Dataset entries
━━━━━━━━━━

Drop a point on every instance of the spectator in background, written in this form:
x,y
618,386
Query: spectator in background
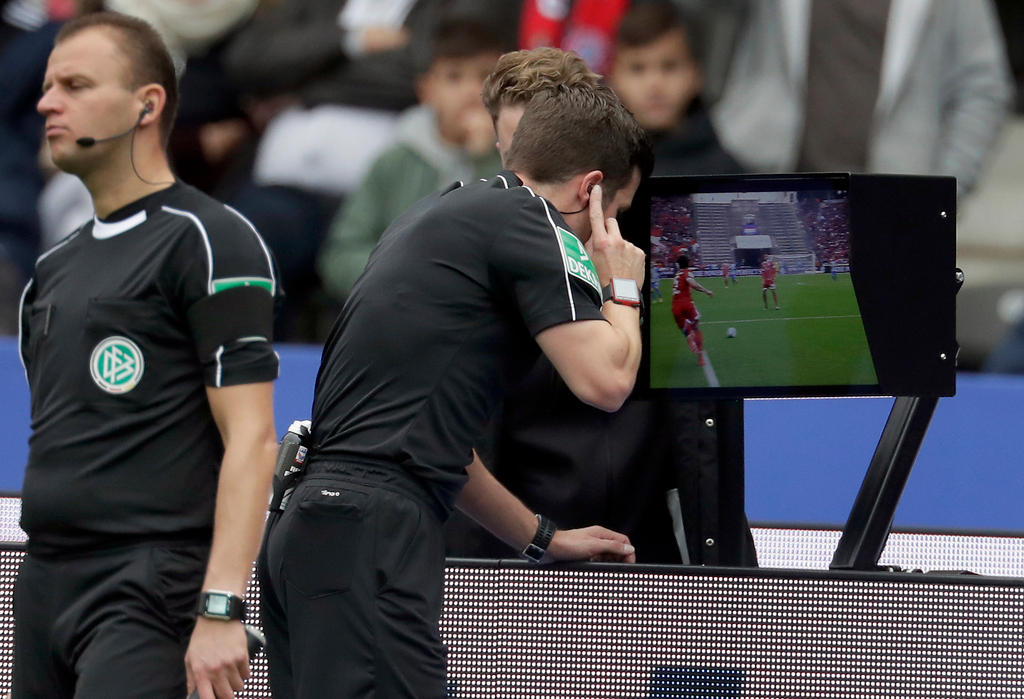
x,y
656,76
585,27
343,69
1008,357
23,64
446,137
866,85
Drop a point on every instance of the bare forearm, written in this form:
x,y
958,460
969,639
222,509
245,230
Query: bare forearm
x,y
624,355
241,509
494,508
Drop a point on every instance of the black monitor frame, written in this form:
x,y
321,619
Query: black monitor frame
x,y
902,263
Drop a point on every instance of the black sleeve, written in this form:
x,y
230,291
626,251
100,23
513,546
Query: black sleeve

━━━━━━━━━━

• GOAL OF THE EXERCISE: From the records above, copy each line in which the string "sleeve" occurs.

• EXERCISE ANSWER:
Drop a point on every instance of the black sleeve, written in this form:
Query: black sleeve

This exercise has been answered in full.